[WHAT THIS TASK INVOLVES]:
Please reproduce the whole listing below, every line unchanged and in the same order.

## Begin

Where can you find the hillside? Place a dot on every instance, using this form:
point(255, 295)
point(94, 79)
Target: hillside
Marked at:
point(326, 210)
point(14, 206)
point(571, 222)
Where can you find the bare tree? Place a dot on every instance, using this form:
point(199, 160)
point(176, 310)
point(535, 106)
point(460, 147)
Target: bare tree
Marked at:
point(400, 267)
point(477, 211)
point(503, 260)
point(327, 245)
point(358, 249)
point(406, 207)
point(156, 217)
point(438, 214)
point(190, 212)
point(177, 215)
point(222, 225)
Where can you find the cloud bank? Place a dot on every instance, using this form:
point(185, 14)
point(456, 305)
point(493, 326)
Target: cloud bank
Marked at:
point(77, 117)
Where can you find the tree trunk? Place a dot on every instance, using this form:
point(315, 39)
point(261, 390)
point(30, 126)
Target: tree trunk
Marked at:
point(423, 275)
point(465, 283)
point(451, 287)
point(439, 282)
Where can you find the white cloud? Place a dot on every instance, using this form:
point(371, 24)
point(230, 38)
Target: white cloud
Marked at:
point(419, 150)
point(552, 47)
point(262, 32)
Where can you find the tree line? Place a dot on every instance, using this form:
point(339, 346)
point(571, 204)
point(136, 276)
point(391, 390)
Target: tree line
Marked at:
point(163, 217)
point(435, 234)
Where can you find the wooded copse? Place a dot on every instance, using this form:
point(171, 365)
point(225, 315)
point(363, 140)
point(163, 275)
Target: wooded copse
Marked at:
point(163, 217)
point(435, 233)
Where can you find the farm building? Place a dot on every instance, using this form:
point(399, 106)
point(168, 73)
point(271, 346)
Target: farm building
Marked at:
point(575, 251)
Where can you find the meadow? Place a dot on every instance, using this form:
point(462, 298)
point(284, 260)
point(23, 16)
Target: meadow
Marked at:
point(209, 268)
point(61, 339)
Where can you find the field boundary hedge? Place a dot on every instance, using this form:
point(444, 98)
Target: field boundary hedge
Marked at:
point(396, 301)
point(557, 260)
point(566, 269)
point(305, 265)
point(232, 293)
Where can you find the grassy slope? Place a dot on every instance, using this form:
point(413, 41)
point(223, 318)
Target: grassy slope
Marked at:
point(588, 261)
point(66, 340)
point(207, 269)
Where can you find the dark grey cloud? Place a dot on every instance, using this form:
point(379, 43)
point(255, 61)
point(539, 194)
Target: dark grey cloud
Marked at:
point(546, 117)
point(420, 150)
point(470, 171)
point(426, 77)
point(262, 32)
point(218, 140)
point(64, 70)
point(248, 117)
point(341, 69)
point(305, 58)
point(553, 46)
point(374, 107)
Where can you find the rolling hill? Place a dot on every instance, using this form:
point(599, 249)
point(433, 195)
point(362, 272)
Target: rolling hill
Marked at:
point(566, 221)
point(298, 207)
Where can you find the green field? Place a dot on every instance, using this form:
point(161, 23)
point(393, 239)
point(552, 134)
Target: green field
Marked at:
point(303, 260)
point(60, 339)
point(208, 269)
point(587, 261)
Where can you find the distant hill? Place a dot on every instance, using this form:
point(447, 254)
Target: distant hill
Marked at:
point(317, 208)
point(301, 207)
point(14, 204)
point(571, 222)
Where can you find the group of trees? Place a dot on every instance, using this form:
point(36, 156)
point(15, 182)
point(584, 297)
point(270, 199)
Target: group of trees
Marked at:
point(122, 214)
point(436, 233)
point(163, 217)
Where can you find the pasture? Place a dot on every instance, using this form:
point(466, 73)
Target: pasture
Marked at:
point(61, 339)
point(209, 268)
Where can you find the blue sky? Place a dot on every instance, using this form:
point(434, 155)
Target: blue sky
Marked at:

## End

[TASK SOLUTION]:
Where can you find the hillside? Place a dot on every instance, using this form:
point(255, 295)
point(94, 79)
Target: hillside
Marked at:
point(326, 210)
point(14, 206)
point(571, 222)
Where can you find the bare tree? Place a dot on every instance, using this form:
point(199, 160)
point(176, 310)
point(535, 106)
point(460, 147)
Target: bare tree
Marked at:
point(400, 267)
point(477, 211)
point(503, 260)
point(327, 245)
point(358, 249)
point(406, 207)
point(156, 217)
point(438, 214)
point(190, 212)
point(177, 215)
point(222, 225)
Where can you find the cloud bank? Place a dot on every instance, using this form:
point(185, 14)
point(456, 305)
point(493, 326)
Target: cloud bank
Marked at:
point(77, 117)
Where can you find the tree trunk? Place a dot on every instance, using this form:
point(315, 39)
point(261, 390)
point(30, 126)
Target: tree trunk
Marked at:
point(423, 275)
point(465, 283)
point(451, 287)
point(439, 282)
Where can you find the white cloud? Place a dot on every instance, using this form:
point(371, 24)
point(230, 38)
Target: white cloud
Marked at:
point(419, 150)
point(552, 47)
point(262, 32)
Where can you find the tree line? Place a dot on every instance, using this form:
point(339, 346)
point(571, 204)
point(136, 276)
point(391, 390)
Target: tree line
Marked at:
point(163, 217)
point(435, 234)
Where can you find the wooded copse? Place a dot on every instance, using this form:
point(171, 365)
point(225, 315)
point(363, 140)
point(163, 275)
Target: wooded copse
Marked at:
point(163, 217)
point(435, 233)
Where can you find the farm building? Place a dot on every instance, using this form:
point(399, 106)
point(168, 73)
point(271, 346)
Target: farm building
Marked at:
point(575, 251)
Where can you find the meadow? Place a dot on every instance, using this form:
point(462, 298)
point(284, 260)
point(23, 16)
Target: meadow
Marked at:
point(209, 268)
point(61, 339)
Where can you find the field boundary hedge? Place a dot on every instance, using this form:
point(444, 98)
Target: field boundary hedge
Marked at:
point(396, 301)
point(557, 260)
point(566, 269)
point(305, 265)
point(232, 293)
Where can you find the grassy slope? Place a dot on every instance, using this form:
point(413, 41)
point(223, 318)
Target: grassy slope
Marked at:
point(588, 261)
point(66, 340)
point(207, 269)
Where can you find the dark grey cloud? Place a dot on every instance, using this form:
point(379, 43)
point(255, 61)
point(539, 194)
Target: dark grey cloud
Marked at:
point(546, 117)
point(420, 150)
point(470, 171)
point(426, 77)
point(262, 32)
point(218, 140)
point(64, 70)
point(248, 117)
point(341, 69)
point(305, 58)
point(553, 46)
point(374, 107)
Where can you find the rolling hill? Place a dot on every instance, using this form:
point(599, 249)
point(433, 195)
point(362, 272)
Target: rolling hill
Marked at:
point(566, 221)
point(298, 207)
Where can you find the green field? Place a dot on every instance, using this form:
point(161, 23)
point(393, 239)
point(552, 134)
Target: green field
Marked at:
point(303, 260)
point(60, 339)
point(208, 269)
point(587, 261)
Where can you find the distant hill? Place a dot on every instance, using this form:
point(447, 254)
Target: distant hill
Marked at:
point(317, 208)
point(301, 207)
point(14, 204)
point(571, 222)
Where can you find the group of trees? Place a dot on every instance, using this form:
point(36, 156)
point(15, 182)
point(584, 297)
point(270, 199)
Target: group of trees
Marked at:
point(122, 214)
point(436, 233)
point(163, 217)
Where can you find the pasture? Place a dot on every instance, using this form:
point(466, 73)
Target: pasture
Marked at:
point(61, 339)
point(209, 268)
Where can you find the blue sky? Place a dot on every instance, using this form:
point(434, 155)
Target: blue sky
Marked at:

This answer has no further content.